Region pointing data:
_____

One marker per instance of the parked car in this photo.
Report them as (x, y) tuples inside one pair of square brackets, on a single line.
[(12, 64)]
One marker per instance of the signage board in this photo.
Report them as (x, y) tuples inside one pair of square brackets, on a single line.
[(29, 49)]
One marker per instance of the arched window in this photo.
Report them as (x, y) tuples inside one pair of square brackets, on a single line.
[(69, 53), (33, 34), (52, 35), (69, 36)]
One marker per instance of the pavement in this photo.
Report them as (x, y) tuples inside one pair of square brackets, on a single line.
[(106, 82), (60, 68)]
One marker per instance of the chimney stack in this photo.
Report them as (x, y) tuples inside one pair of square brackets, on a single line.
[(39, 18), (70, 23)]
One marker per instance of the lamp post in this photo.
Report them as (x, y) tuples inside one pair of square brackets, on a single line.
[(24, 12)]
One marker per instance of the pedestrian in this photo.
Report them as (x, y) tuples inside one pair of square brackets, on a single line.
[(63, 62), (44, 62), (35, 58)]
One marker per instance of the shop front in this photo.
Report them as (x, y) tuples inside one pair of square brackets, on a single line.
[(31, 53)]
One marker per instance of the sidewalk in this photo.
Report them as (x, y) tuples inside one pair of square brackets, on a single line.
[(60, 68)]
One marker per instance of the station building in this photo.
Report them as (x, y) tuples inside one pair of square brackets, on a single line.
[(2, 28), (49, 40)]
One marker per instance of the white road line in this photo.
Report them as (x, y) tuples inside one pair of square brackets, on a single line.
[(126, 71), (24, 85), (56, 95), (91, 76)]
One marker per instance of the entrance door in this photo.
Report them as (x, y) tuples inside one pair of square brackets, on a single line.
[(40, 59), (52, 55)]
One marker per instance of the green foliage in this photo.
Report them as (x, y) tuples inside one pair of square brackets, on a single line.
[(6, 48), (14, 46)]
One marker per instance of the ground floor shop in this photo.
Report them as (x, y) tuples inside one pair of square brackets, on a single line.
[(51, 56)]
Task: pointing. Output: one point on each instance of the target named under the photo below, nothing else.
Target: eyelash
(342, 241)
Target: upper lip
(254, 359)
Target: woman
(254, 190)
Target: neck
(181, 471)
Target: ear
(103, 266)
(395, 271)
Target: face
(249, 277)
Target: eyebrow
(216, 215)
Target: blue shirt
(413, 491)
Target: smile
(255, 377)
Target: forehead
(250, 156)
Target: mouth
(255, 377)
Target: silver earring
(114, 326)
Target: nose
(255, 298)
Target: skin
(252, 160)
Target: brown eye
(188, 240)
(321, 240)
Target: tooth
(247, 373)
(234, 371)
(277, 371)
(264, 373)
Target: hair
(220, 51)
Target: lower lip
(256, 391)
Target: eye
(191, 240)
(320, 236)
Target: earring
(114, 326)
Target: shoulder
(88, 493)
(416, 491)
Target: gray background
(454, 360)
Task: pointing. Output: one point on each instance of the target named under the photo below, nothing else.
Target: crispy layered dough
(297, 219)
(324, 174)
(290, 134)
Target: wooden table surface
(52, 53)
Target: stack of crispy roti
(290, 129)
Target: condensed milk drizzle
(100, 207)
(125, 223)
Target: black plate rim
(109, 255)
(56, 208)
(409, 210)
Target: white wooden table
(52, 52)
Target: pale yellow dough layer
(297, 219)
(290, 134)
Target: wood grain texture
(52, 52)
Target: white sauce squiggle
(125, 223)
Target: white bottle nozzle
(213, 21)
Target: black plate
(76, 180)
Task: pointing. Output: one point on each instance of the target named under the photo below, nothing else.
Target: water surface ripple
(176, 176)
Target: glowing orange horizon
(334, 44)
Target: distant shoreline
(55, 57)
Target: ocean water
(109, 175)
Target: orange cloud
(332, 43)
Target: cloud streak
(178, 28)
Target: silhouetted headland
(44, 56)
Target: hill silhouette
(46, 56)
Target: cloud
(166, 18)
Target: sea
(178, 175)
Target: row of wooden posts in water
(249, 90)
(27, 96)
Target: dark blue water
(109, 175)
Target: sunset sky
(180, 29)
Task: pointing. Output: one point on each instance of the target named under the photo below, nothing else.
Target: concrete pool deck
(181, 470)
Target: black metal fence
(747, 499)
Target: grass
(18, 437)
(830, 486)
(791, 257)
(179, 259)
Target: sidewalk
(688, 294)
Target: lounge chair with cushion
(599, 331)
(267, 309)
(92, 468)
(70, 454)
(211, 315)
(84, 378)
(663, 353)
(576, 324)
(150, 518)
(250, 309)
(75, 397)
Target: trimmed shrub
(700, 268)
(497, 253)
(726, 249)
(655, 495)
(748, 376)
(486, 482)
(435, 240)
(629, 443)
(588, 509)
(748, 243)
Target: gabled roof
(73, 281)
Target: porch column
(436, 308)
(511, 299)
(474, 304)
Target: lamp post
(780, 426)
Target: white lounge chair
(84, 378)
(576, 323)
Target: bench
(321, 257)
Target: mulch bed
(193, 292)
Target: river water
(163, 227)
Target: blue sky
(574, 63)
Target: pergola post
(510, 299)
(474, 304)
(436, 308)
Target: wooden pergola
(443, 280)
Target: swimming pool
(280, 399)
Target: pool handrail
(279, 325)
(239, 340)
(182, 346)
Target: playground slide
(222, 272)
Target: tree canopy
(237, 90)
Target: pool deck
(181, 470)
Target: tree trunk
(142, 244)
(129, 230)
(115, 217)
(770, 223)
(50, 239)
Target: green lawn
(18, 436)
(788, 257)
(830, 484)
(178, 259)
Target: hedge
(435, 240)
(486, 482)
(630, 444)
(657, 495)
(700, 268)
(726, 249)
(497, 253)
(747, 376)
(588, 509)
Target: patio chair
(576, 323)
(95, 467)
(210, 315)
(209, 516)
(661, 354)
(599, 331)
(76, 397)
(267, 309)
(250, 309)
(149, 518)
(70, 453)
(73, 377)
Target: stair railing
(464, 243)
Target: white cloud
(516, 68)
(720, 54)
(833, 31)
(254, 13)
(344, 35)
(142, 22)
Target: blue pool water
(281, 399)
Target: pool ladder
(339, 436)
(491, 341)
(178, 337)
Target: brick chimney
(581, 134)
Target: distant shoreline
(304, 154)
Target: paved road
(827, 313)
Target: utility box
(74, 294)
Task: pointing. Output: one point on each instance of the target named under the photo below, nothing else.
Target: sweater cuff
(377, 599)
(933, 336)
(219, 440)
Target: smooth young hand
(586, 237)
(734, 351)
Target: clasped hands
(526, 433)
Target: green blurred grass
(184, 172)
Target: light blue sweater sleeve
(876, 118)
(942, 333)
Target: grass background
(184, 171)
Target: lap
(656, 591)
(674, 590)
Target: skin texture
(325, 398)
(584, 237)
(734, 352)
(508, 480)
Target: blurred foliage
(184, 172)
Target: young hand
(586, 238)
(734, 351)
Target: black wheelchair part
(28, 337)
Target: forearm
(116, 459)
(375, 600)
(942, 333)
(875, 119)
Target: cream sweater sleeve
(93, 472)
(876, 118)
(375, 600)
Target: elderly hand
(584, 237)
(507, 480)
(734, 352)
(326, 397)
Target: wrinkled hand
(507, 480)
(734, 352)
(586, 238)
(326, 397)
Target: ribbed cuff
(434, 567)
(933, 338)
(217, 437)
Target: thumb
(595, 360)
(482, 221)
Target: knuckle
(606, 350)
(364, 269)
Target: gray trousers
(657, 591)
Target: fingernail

_____

_Your instructions_
Give every entry again in full, precisely as written above.

_Written response_
One marker per instance of the parked car in this photo.
Report them as (x, y) tuples inside one pair of square brackets, on a single line.
[(12, 64)]
One marker per instance of the signage board in this photo.
Report them as (x, y) tuples inside one pair of square brackets, on a single line.
[(29, 49)]
One marker per instance of the arched window in this photo.
Report them as (x, y) tuples inside one pair of square brackets, on a single line.
[(69, 53), (33, 34), (52, 35), (69, 36)]
One marker per instance of the pavement in this photo.
Report them as (x, y) tuples inside one pair of square brackets, on a single line.
[(106, 82), (60, 68)]
One marker per instance of the chimney stack in this photo.
Report them as (x, y) tuples inside one pair of square brackets, on a single line.
[(39, 18), (70, 23)]
One marker per instance of the lamp post in this photo.
Report them as (x, y) tuples inside one pair of square brackets, on a single line.
[(24, 12)]
One marker per instance of the pedestrian in this photo.
Report them as (x, y) tuples inside one pair of square brackets, on a single line.
[(63, 62), (44, 62), (35, 58)]
One marker per instance of the shop front in this photo.
Report them as (x, y) tuples inside one pair of square brackets, on a single line.
[(31, 53)]
One marker per instance of the sidewalk in this photo.
Report them as (x, y) tuples inside one pair of square brackets, on a single line.
[(60, 68)]
One marker per instance of the station building in this photo.
Report them as (x, y) tuples inside one pair of square brackets, on a single line.
[(2, 28), (49, 40)]
One marker per instance of the white road line in this photo.
Report them as (x, y) tuples inside one pair of square brackets, on a single line.
[(126, 71), (24, 85), (56, 95), (91, 76)]
One marker per instance of the entrance door in this photo.
Report them as (x, y) tuples inside one pair of square brackets, on a single line.
[(40, 59), (52, 55)]
One marker per instance of the green foliage in this photo.
Report them as (x, y) tuples inside one pair of square brackets, on a single line.
[(6, 48), (14, 46)]
One marker per instance of the ground floor shop in this photo.
Report them as (x, y) tuples inside one pair of square brackets, on a single line.
[(51, 56)]
Task: pointing. Output: one point on each instance of the target named under the photo below, nothing else.
Target: eyelash
(342, 241)
Target: upper lip
(254, 359)
Target: woman
(254, 190)
Target: neck
(181, 471)
Target: ear
(103, 266)
(395, 271)
Target: face
(249, 277)
Target: eyebrow
(216, 215)
Target: blue shirt
(413, 491)
Target: smile
(255, 377)
Target: forehead
(250, 156)
Target: mouth
(255, 377)
Target: silver earring
(114, 326)
Target: nose
(255, 298)
Target: skin
(252, 160)
Target: brown eye
(188, 240)
(321, 240)
Target: tooth
(247, 373)
(234, 371)
(277, 371)
(264, 373)
Target: hair
(220, 51)
Target: lower lip
(256, 391)
Target: eye
(191, 240)
(320, 236)
Target: earring
(114, 326)
Target: shoulder
(88, 493)
(416, 491)
Target: gray background
(454, 360)
Task: pointing. Output: one point on each instance of the target named under the photo below, nothing else.
Target: crispy layered dough
(297, 219)
(324, 174)
(290, 134)
Target: wooden table surface
(52, 53)
Target: stack of crispy roti
(290, 129)
Target: condensed milk drizzle
(100, 207)
(125, 223)
Target: black plate rim
(109, 255)
(56, 208)
(409, 210)
Target: white wooden table
(52, 52)
Target: pale yellow dough layer
(297, 219)
(290, 134)
Target: wood grain texture
(52, 52)
Target: white sauce squiggle
(125, 223)
Target: white bottle nozzle
(213, 21)
Target: black plate
(76, 180)
Task: pointing. Output: one point on each instance of the target named under the photo below, nothing else.
Target: water surface ripple
(176, 176)
Target: glowing orange horizon
(334, 44)
Target: distant shoreline
(55, 57)
Target: ocean water
(109, 175)
Target: orange cloud
(332, 43)
Target: cloud streak
(178, 28)
Target: silhouetted headland
(44, 56)
Target: hill silhouette
(46, 56)
Target: cloud
(166, 18)
Target: sea
(178, 175)
Target: row of wooden posts in water
(249, 90)
(27, 96)
Target: dark blue water
(109, 175)
Target: sunset sky
(180, 29)
Task: pointing. Output: one point on each instance of the target named under the photo below, nothing else.
Target: concrete pool deck
(181, 470)
Target: black metal fence
(747, 499)
Target: grass
(18, 437)
(830, 486)
(791, 257)
(179, 259)
Target: sidewalk
(688, 294)
Target: lounge chair with cushion
(599, 331)
(267, 309)
(92, 468)
(70, 454)
(211, 315)
(84, 378)
(663, 353)
(576, 324)
(150, 518)
(250, 309)
(75, 397)
Target: trimmed shrub
(700, 268)
(497, 253)
(726, 249)
(655, 495)
(748, 376)
(486, 482)
(435, 240)
(629, 443)
(588, 509)
(748, 243)
Target: gabled roof
(73, 281)
Target: porch column
(436, 308)
(511, 299)
(474, 304)
Target: lamp post
(780, 426)
Target: white lounge chair
(84, 378)
(576, 323)
Target: bench
(321, 257)
Target: mulch bed
(193, 292)
Target: river water
(163, 227)
Target: blue sky
(574, 63)
Target: pergola post
(510, 299)
(474, 304)
(436, 308)
Target: wooden pergola
(443, 280)
Target: swimming pool
(280, 399)
Target: pool handrail
(279, 325)
(239, 340)
(182, 346)
Target: playground slide
(222, 272)
Target: tree canopy
(237, 90)
Target: pool deck
(181, 470)
Target: tree trunk
(142, 244)
(129, 230)
(115, 217)
(770, 223)
(50, 239)
Target: green lawn
(18, 436)
(788, 257)
(830, 484)
(178, 259)
Target: hedge
(435, 240)
(486, 482)
(630, 444)
(657, 495)
(700, 268)
(726, 249)
(497, 253)
(747, 376)
(588, 509)
Target: patio chair
(576, 323)
(95, 467)
(210, 315)
(209, 516)
(661, 354)
(599, 331)
(76, 397)
(267, 309)
(250, 309)
(149, 518)
(70, 453)
(73, 377)
Target: stair railing
(464, 243)
Target: white cloud
(516, 68)
(720, 54)
(833, 31)
(254, 13)
(344, 35)
(142, 22)
Target: blue pool water
(281, 399)
Target: pool ladder
(339, 436)
(491, 341)
(178, 337)
Target: brick chimney
(581, 134)
Target: distant shoreline
(304, 154)
Target: paved road
(827, 313)
Target: utility box
(74, 294)
Task: pointing. Output: one point on each instance of the target named under the photo below, nothing else.
Target: sweater cuff
(377, 599)
(933, 336)
(219, 440)
Target: smooth young hand
(586, 237)
(734, 351)
Target: clasped hands
(526, 433)
Target: green blurred grass
(184, 172)
Target: light blue sweater sleeve
(876, 118)
(942, 333)
Target: grass background
(184, 171)
Target: lap
(656, 591)
(674, 590)
Target: skin texture
(325, 398)
(584, 237)
(734, 352)
(508, 480)
Target: blurred foliage
(184, 172)
Target: young hand
(586, 238)
(734, 351)
Target: black wheelchair part
(28, 337)
Target: forearm
(116, 459)
(375, 600)
(942, 333)
(875, 119)
Target: cream sweater sleeve
(93, 472)
(876, 118)
(375, 600)
Target: elderly hand
(584, 237)
(507, 480)
(734, 352)
(326, 397)
Target: wrinkled hand
(507, 480)
(734, 352)
(586, 238)
(326, 397)
Target: ribbed cuff
(434, 567)
(933, 338)
(217, 437)
Target: thumb
(595, 360)
(482, 221)
Target: knuckle
(606, 350)
(364, 269)
Target: gray trousers
(657, 591)
Target: fingernail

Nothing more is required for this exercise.